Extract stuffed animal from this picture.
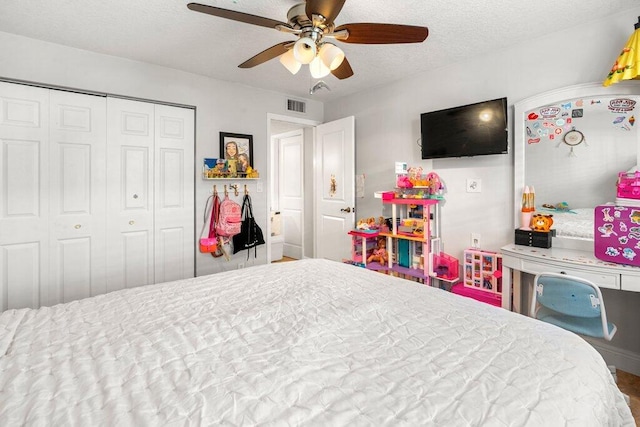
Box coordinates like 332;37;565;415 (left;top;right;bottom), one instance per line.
531;214;553;231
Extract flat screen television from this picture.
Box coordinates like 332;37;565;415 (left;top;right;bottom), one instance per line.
420;98;509;159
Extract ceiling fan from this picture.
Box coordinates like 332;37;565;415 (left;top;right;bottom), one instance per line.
187;0;429;79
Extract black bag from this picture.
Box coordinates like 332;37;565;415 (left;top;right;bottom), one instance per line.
233;194;264;259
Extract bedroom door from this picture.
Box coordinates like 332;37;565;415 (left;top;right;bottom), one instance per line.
276;129;305;259
315;116;356;261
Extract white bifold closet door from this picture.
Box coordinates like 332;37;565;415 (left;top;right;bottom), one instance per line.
0;82;195;310
107;98;195;291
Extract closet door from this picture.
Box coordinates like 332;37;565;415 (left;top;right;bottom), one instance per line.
0;82;49;311
154;105;195;283
107;98;155;291
47;90;107;305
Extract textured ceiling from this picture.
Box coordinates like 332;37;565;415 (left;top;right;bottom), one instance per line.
0;0;639;101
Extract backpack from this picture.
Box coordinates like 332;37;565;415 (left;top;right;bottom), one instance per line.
216;196;242;237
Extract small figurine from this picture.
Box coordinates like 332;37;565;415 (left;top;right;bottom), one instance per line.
531;214;553;231
367;237;389;265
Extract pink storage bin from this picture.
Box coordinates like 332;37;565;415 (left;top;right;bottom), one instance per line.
433;252;458;280
617;172;640;199
382;191;396;200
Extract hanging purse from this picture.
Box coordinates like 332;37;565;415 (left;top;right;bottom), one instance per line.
233;193;264;259
199;196;218;254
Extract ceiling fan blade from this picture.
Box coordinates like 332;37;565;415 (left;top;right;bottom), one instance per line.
238;42;291;68
305;0;346;23
331;58;353;80
187;3;287;28
333;23;429;44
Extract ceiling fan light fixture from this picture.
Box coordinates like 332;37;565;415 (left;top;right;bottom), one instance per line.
292;37;317;64
280;49;302;74
309;57;331;79
318;43;344;71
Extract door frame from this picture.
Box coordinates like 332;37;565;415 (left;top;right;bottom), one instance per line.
265;113;322;264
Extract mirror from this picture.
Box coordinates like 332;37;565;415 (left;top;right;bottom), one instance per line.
514;82;640;251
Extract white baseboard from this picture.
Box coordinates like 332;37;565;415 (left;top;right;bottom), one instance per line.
583;337;640;376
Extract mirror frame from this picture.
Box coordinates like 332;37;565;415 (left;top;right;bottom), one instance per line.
512;81;640;250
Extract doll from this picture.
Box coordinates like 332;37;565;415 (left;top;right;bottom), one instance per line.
367;237;389;265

*-*-*

Copy the lines above without changing anything, from the line with "Extract white bifold" through the line with "107;98;195;291", including both of those lines.

- Task result -
Extract white bifold closet door from this picture.
Box coordinates like 332;37;565;415 (left;top;right;bottom), one instance per line.
0;82;195;310
107;98;195;291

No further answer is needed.